:: Given records ::
========================

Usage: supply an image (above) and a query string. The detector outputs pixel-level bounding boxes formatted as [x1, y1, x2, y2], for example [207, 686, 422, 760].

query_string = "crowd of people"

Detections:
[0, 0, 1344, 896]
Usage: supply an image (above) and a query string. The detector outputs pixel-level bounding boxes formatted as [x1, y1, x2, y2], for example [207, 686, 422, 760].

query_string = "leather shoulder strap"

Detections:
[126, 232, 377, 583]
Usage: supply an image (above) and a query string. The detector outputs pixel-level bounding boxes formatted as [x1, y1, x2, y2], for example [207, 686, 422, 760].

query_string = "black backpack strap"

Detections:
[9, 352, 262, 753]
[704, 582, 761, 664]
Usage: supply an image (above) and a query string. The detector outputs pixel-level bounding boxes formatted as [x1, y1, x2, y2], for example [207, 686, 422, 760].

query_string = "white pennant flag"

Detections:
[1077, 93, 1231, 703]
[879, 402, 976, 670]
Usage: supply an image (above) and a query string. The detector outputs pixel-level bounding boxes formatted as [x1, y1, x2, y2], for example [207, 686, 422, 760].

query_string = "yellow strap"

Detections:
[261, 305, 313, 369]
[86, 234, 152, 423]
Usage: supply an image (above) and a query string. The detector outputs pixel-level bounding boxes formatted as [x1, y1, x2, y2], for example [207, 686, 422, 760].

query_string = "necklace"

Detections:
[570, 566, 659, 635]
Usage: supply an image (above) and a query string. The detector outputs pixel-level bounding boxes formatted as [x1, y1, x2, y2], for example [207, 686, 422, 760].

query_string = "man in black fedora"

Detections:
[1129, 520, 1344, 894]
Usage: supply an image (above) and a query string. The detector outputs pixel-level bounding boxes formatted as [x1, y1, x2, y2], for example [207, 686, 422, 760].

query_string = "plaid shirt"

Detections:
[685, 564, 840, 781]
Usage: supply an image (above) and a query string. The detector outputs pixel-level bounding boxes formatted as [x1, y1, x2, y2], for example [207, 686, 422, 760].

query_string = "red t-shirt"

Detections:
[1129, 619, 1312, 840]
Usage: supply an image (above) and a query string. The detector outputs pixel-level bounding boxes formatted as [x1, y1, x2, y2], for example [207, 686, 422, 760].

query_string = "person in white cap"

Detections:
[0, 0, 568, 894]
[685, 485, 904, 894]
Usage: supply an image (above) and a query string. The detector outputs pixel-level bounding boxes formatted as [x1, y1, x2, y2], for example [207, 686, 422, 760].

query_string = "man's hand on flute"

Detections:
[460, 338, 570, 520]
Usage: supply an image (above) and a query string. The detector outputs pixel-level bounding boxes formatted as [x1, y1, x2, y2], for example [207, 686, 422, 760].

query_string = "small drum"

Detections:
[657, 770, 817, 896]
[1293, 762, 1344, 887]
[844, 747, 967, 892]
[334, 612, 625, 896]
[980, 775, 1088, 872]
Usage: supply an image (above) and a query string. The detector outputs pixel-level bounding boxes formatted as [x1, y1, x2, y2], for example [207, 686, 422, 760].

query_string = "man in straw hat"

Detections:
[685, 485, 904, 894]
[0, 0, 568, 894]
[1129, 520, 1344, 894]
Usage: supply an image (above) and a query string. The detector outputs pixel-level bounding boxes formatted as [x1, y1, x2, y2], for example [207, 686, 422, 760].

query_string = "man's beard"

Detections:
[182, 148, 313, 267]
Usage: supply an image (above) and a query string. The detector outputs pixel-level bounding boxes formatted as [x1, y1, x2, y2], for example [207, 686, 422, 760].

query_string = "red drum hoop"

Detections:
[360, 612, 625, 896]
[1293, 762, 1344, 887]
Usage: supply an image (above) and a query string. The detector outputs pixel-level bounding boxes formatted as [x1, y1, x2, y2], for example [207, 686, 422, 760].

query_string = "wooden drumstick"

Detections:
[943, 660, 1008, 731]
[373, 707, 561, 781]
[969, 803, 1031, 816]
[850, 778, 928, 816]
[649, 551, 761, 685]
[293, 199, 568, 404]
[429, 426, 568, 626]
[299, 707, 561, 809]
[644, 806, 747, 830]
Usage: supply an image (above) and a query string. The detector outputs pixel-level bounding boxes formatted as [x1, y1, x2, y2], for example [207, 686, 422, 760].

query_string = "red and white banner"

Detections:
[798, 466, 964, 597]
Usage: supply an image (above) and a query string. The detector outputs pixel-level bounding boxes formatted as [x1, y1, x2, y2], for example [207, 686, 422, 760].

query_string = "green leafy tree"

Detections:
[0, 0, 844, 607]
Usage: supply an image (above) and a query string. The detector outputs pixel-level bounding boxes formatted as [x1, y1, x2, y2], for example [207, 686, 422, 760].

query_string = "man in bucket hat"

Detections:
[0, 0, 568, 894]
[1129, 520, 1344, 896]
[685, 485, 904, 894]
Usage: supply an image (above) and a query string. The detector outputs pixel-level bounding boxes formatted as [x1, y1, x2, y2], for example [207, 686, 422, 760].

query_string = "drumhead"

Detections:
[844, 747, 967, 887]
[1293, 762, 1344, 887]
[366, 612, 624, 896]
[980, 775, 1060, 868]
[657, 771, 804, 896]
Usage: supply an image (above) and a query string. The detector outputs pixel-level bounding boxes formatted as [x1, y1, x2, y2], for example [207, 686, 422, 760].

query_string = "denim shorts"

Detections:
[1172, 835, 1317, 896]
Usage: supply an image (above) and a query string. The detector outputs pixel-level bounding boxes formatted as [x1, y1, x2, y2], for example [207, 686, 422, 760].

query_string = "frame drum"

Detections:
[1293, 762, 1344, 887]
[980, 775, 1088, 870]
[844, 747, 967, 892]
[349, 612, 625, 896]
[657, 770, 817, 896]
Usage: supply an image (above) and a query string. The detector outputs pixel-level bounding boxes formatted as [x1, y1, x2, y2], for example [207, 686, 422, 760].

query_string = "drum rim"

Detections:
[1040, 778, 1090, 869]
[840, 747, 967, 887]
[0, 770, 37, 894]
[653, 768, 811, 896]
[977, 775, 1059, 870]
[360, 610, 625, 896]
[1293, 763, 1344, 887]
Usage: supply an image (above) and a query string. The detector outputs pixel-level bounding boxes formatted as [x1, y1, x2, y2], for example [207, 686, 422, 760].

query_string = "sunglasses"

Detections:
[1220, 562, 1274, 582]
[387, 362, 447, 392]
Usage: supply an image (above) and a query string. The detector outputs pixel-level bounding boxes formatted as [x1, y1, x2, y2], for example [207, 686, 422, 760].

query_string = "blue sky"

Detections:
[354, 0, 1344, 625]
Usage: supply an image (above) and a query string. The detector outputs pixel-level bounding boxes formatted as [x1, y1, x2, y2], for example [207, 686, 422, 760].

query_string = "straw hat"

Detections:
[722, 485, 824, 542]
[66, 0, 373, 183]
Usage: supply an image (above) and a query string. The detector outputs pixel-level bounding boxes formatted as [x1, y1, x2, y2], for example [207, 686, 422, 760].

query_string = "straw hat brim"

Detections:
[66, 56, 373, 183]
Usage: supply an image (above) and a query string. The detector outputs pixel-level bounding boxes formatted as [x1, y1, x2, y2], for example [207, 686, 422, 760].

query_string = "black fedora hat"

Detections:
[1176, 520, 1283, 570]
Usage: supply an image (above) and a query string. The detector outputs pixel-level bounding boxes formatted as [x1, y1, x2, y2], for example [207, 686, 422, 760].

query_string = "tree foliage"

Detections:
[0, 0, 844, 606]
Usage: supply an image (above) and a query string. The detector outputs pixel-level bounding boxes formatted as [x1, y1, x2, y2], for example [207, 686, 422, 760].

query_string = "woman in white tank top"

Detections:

========================

:: Written instruction ::
Take the entries above and transcribe them in full.

:: Response for this exercise ::
Usage: supply an image (above) and a query string. The detector outputs pixel-level bounding boxes formatted as [x1, y1, x2, y2], for example [207, 686, 422, 760].

query_string = "crowd of people"

Detections:
[0, 0, 1344, 896]
Usage: supply an image (above) and a query string. The detector outputs pixel-level bounding boxes formatted as [x1, y1, x2, y2], for example [207, 686, 422, 760].

query_string = "leather shoulder strap"

Detections:
[126, 232, 377, 583]
Usage: supply an image (above) and a query string. The detector outputs pixel-level bounding boxes formatted as [x1, y1, x2, y2], for example [207, 686, 422, 760].

query_string = "black backpack strap"

Detections:
[9, 352, 262, 753]
[704, 582, 761, 664]
Usage: supply an image (above) and a query string. The detector outputs pixel-level bounding boxes formatted as [x1, y1, x2, y2], for example [207, 686, 422, 760].

query_string = "white pennant flag"

Detections:
[1077, 93, 1231, 703]
[879, 402, 976, 670]
Usage: supply an image (above) and a query string. The detector outputs pixel-level bounding boxes formatted as [x1, y1, x2, y2], for example [207, 686, 422, 760].

query_string = "yellow strap"

Detections:
[261, 305, 313, 369]
[86, 234, 152, 423]
Usage: supply an image (above) and a query string. The detector outputs pixel-level bounding boxes formatted as [x1, y1, x2, y2], for example [207, 686, 422, 760].

query_string = "necklace"

Detections:
[570, 566, 659, 635]
Usage: supply an image (above) and a query string. The detector outputs pixel-level bounding boxes formatted as [x1, y1, x2, y2], for example [207, 686, 422, 760].

query_string = "man in black fedora"

Detections:
[1129, 520, 1344, 894]
Usage: supply an image (above) and a query string. The detector outputs pixel-level bounding boxes formatted as [x1, y1, x2, y2], for example [207, 686, 422, 760].

query_string = "plaid shirt"

Detections:
[685, 564, 840, 781]
Usage: supply an image (above) and a query string. The detector outputs pixel-level bounding boxes formatted as [x1, y1, x2, y2], for example [207, 686, 422, 760].

query_string = "red t-shirt"

Detections:
[1129, 619, 1312, 840]
Usage: supply an image (above) and a query string. The detector outputs pixel-level bounding boxes formatted as [x1, y1, x2, y2], for example [207, 686, 422, 760].

query_string = "person in white cap"

Detections:
[0, 0, 568, 894]
[685, 485, 904, 894]
Usage: supply an image (above) and a query string. The detector outputs pixel-level bounding boxes formatted as [x1, y1, x2, y2], for example [207, 686, 422, 760].

query_string = "man's hand on flute"

Detections:
[460, 338, 570, 520]
Usage: supply an image (above) and a query string. The detector outputs pixel-level bounding boxes formatted as [x1, y1, x2, y2], for example [207, 686, 422, 760].

query_string = "small drum"

Detections:
[657, 770, 817, 896]
[1293, 762, 1344, 887]
[844, 747, 967, 892]
[334, 612, 625, 896]
[980, 775, 1088, 872]
Usage: supply an image (above) and a query string. The detector outputs pixel-level bounding boxes formatted as [x1, y1, x2, y2], for example [207, 686, 422, 760].

query_string = "man in straw hat"

Detections:
[685, 485, 904, 894]
[0, 0, 568, 894]
[1129, 520, 1344, 894]
Usage: supply an image (above) and a query string. The detector outputs pixel-level bounding boxes formatted as [x1, y1, x2, y2], for example [207, 686, 422, 760].

query_string = "man's beard"

Detections:
[182, 148, 313, 267]
Usage: supply an image (above) and a query string. The detector outputs pixel-level bounding boxes formatted as [x1, y1, x2, y2], for example [207, 686, 422, 760].

query_string = "red drum hoop"

Detections:
[360, 612, 625, 896]
[1293, 762, 1344, 887]
Usage: supply an image (above) and a query string. The detector outputs pixel-level bounding boxes formatted as [x1, y1, x2, y2], for example [207, 686, 422, 760].

query_string = "wooden drumstick"

Detections:
[943, 660, 1008, 731]
[373, 707, 561, 781]
[969, 803, 1031, 816]
[850, 778, 928, 816]
[649, 551, 761, 685]
[293, 199, 568, 404]
[429, 426, 568, 626]
[299, 707, 561, 809]
[644, 806, 747, 830]
Usage: supply an image (above) and a query string. The detector outputs pixel-level bounding boxes formatted as [x1, y1, x2, y2], for example [207, 686, 422, 760].

query_string = "red and white banner"

Detections:
[798, 466, 964, 597]
Usage: supply an image (above) and a query string. The detector outputs pixel-level bounding boxes formatted as [x1, y1, x2, y2], for example [207, 686, 422, 760].

query_string = "green leafy tree"

Detections:
[0, 0, 844, 607]
Usage: supply an image (above) and a query string. The detector outputs pixel-level bounding boxes formatted as [x1, y1, x2, y2], for example [207, 686, 422, 760].

query_string = "man in bucket hat"

Detections:
[0, 0, 568, 894]
[1129, 520, 1344, 896]
[685, 485, 904, 894]
Usage: supply an image (above) and a query string. The detector outputs pixel-level bounding boxes formatted as [x1, y1, x2, y2], for example [207, 686, 422, 760].

query_string = "drumhead"

Detections:
[844, 747, 967, 887]
[1293, 762, 1344, 887]
[366, 612, 624, 896]
[980, 775, 1060, 868]
[657, 771, 804, 896]
Usage: supply an image (above) and a query string. The detector outputs pixel-level bounding boxes formatted as [x1, y1, x2, y2], for example [207, 686, 422, 760].

query_string = "denim shorts"

Detections:
[1172, 835, 1317, 896]
Usage: supply an image (above) and a query string. The detector outputs pixel-level bounding boxes formatted as [x1, y1, x2, y2], for example [207, 686, 422, 760].

query_string = "frame drum"

Detections:
[1293, 762, 1344, 887]
[980, 775, 1088, 870]
[844, 747, 967, 892]
[349, 612, 625, 896]
[657, 770, 817, 896]
Usage: supply an image (above) and a query string. The detector outputs pixel-level bounding boxes formatted as [x1, y1, x2, y2], for example [207, 686, 422, 760].

query_string = "drum rim"

Detections:
[1040, 778, 1090, 869]
[840, 747, 967, 887]
[0, 770, 37, 894]
[653, 768, 811, 896]
[977, 775, 1059, 870]
[360, 610, 625, 896]
[1293, 763, 1344, 887]
Usage: supply an image (above) and a query string. The detector outputs pixel-level bounding boxes formatted as [x1, y1, x2, y2], for example [207, 686, 422, 760].

query_string = "sunglasses"

Detections:
[1220, 562, 1274, 582]
[387, 362, 447, 392]
Usage: supply an image (above) and a query string. The detector outputs pixel-level bounding boxes formatted as [x1, y1, x2, y2], for example [207, 686, 422, 760].

query_string = "blue sky"

Detections:
[354, 0, 1344, 625]
Usage: supply an image (above) and a query string. The detector outputs pixel-level bounding boxes formatted as [x1, y1, x2, y2], for example [207, 686, 422, 760].

query_string = "straw hat"

Detections:
[722, 485, 824, 542]
[66, 0, 373, 183]
Usage: supply an image (above) and a query string. The detector outputs pixel-level bounding boxes formatted as [x1, y1, x2, y2], for example [207, 686, 422, 760].

query_string = "straw hat brim"

Detections:
[66, 56, 373, 183]
Usage: supply an image (above) and a query string. The detector outputs pixel-level bounding boxes formatted as [x1, y1, x2, y2], for example [207, 686, 422, 760].

query_string = "black fedora hat"

Detections:
[1176, 520, 1283, 570]
Usage: supply an image (above) and a query string. The detector outputs pixel-level bounding boxes formatted as [x1, y1, x2, y2], for example [207, 686, 422, 760].

query_string = "tree foliage"

Detections:
[0, 0, 844, 606]
Usage: supply an image (above) and a query string. The detector outputs pixel-level bounding boxes formatted as [x1, y1, x2, y2], for example [207, 686, 422, 760].

query_string = "woman in white tank top"

Detections:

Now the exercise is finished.